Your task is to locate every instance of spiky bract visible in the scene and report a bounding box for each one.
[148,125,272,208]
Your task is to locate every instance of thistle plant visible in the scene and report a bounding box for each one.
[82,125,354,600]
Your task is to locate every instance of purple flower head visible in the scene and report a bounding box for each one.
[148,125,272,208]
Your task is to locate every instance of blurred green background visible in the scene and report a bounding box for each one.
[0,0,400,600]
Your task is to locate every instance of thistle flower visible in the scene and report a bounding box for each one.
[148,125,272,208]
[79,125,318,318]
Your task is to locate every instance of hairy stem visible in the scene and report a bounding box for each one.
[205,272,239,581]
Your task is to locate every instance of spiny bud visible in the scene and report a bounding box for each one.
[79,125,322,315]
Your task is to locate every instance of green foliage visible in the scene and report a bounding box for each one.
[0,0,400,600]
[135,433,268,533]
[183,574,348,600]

..............................

DIRECTIONS: Collect every line of the records above that contains the word "flower", copying each one unchanged.

ANSWER TO THE EXERCISE:
Your task is to locate every instance of purple flower head visible in the scene and report a bounding box for each one.
Your task is to locate every instance of thistle flower visible in the scene and report a bounding box for each one.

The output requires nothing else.